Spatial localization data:
--*--

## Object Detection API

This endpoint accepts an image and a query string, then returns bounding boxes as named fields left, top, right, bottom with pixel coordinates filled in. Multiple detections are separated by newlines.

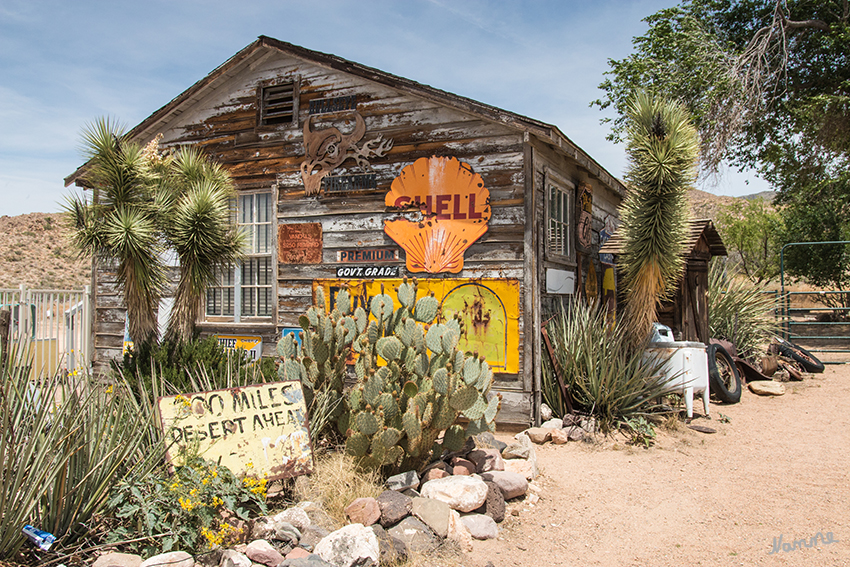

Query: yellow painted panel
left=158, top=382, right=313, bottom=481
left=314, top=278, right=520, bottom=373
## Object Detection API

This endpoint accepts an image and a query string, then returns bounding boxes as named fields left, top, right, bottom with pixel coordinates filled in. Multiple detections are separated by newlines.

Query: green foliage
left=0, top=341, right=162, bottom=559
left=708, top=259, right=780, bottom=360
left=623, top=416, right=657, bottom=448
left=619, top=93, right=697, bottom=347
left=544, top=299, right=672, bottom=433
left=278, top=279, right=501, bottom=473
left=716, top=198, right=783, bottom=284
left=105, top=457, right=267, bottom=558
left=65, top=119, right=244, bottom=344
left=119, top=335, right=274, bottom=405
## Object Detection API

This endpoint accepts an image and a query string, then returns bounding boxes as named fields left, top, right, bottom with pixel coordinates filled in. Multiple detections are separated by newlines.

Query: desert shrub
left=544, top=298, right=670, bottom=432
left=105, top=457, right=267, bottom=558
left=708, top=259, right=779, bottom=360
left=0, top=341, right=161, bottom=559
left=119, top=336, right=275, bottom=404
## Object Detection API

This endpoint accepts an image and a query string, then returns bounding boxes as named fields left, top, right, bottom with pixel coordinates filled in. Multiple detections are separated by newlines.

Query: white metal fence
left=0, top=285, right=92, bottom=378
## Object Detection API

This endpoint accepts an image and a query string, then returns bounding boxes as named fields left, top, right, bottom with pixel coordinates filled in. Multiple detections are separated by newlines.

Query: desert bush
left=0, top=341, right=161, bottom=559
left=544, top=299, right=670, bottom=432
left=708, top=260, right=779, bottom=360
left=277, top=280, right=501, bottom=473
left=105, top=456, right=267, bottom=558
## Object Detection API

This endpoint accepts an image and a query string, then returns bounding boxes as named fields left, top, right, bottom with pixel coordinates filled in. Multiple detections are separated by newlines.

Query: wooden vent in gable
left=260, top=83, right=295, bottom=126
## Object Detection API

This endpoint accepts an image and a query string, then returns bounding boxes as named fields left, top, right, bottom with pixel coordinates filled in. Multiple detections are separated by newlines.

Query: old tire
left=708, top=344, right=741, bottom=404
left=776, top=339, right=824, bottom=374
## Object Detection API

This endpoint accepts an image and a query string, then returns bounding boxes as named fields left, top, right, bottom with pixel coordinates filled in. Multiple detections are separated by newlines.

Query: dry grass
left=293, top=451, right=384, bottom=529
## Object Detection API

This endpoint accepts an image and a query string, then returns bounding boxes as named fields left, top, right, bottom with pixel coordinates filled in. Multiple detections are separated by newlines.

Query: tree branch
left=783, top=18, right=830, bottom=31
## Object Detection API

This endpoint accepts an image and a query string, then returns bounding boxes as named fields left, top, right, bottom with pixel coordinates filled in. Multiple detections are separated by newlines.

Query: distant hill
left=0, top=213, right=91, bottom=290
left=740, top=190, right=776, bottom=202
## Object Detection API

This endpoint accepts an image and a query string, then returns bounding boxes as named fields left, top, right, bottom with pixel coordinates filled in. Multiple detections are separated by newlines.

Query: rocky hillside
left=0, top=213, right=91, bottom=290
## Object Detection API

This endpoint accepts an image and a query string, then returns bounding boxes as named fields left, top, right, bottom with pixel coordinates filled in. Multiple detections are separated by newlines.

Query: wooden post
left=0, top=307, right=10, bottom=371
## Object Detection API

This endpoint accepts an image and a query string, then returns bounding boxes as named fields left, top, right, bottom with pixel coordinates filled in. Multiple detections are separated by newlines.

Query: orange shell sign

--*--

Write every entry out again exactly, images omitted.

WRITTEN ANSWER:
## Object Detection API

This endpoint accepts an image and a query string, then returns bounding boxes as named fields left, top, right, bottom with pixel coordinates filled in. Multiple detections are separated by newlines.


Query: yellow painted panel
left=158, top=382, right=313, bottom=481
left=314, top=278, right=520, bottom=373
## Object Detection API

This endpoint accepts an image and a query string, then returns bounding boxes as named fields left, top, right, bottom with pixel coordinates filled in. Multiple detections are separated by newlines.

Query: green foliage
left=0, top=341, right=162, bottom=559
left=708, top=259, right=780, bottom=360
left=623, top=416, right=657, bottom=448
left=619, top=93, right=697, bottom=347
left=544, top=299, right=672, bottom=433
left=278, top=279, right=501, bottom=473
left=716, top=198, right=783, bottom=284
left=105, top=457, right=267, bottom=558
left=65, top=119, right=244, bottom=344
left=119, top=335, right=274, bottom=405
## Object Detection API

This endpoint accepts an image and a query string, then returns bounding boxes as named fields left, top, right, bottom with pixel coordinates filled in. Multiple detections are separated by newlines.

Query: desert shrub
left=544, top=298, right=670, bottom=432
left=105, top=457, right=267, bottom=558
left=708, top=259, right=779, bottom=360
left=0, top=341, right=161, bottom=559
left=119, top=336, right=275, bottom=404
## Object Detection API

This endpoint accepts an image and a query string, then returns bounding boxes as named fields left, top, right, bottom with pixel coordinates filled in. Multiple detections are separated by newlines.

Query: white metal fence
left=0, top=285, right=92, bottom=378
## Object Detection API

This endpoint accepts an image and a query string, then returns bounding boxes as named fields left, top, right, bottom with pixel coordinates filled in. Multiple detections are separated by newlines.

Query: desert bush
left=0, top=341, right=161, bottom=559
left=544, top=299, right=670, bottom=432
left=708, top=260, right=779, bottom=360
left=277, top=280, right=501, bottom=473
left=105, top=456, right=267, bottom=558
## Object Detection API

This endpoint accepts an image and a query string, then returns bounding boxes as named fields left, top, right, bottom with pixel coordinates filled in. Multiple detections are separated by newlines.

Query: wooden vent in gable
left=260, top=83, right=295, bottom=126
## Object Detection API

This endpoint accepts an image and a query string, then returns bounding boxes as named fields left, top, right, bottom with pixel coordinates filled in. Multiple detections are separated by newlines.

Query: old tire
left=708, top=344, right=741, bottom=404
left=776, top=339, right=824, bottom=374
## Object Detection API

This endpoint accepts an image and a query string, then returns bounding boxes as named fields left, top, right, bottom with pixel coordinates filled in. Multiple detections are separated by newlines.

Query: dry grass
left=293, top=451, right=384, bottom=529
## Object Detection API

This endpoint accepts an image and a query string, then returns bounding boxes as named fields left, top, right, bottom with pixel coordinates filled in. Multiple detections are separated by newlines.

Query: tree branch
left=783, top=18, right=830, bottom=31
## Object Detection API

This endpoint accepts an image and a query string, then returns bounding boxes as named fields left, top, right, bottom with pixel coordinates filled in. Multiple detections are separated by newlines.

Query: distant hill
left=0, top=213, right=91, bottom=290
left=740, top=190, right=776, bottom=202
## Object Detection API

This endpoint accepts an image and a query string, then returns bounding boxes as named fields left, top, right, bottom with pixel coordinates filled in. Multiple detections are separated by newlines.

Query: rocky hillside
left=0, top=213, right=91, bottom=290
## Object Detection API

This endpoint accepts an image and a query string, then returns bounding boxes as named fields left, top, right, bottom with pixel coordinates filled in. Multiple detections are separated by newlines.

Query: wooden post
left=0, top=307, right=10, bottom=371
## Object Detection API

This endpoint accepts an image and a query string, then returns bounding boxes as named fields left, top, right, bottom with pixel coordinates filled in. Multiple detections are separated by newlines.

Query: orange shell sign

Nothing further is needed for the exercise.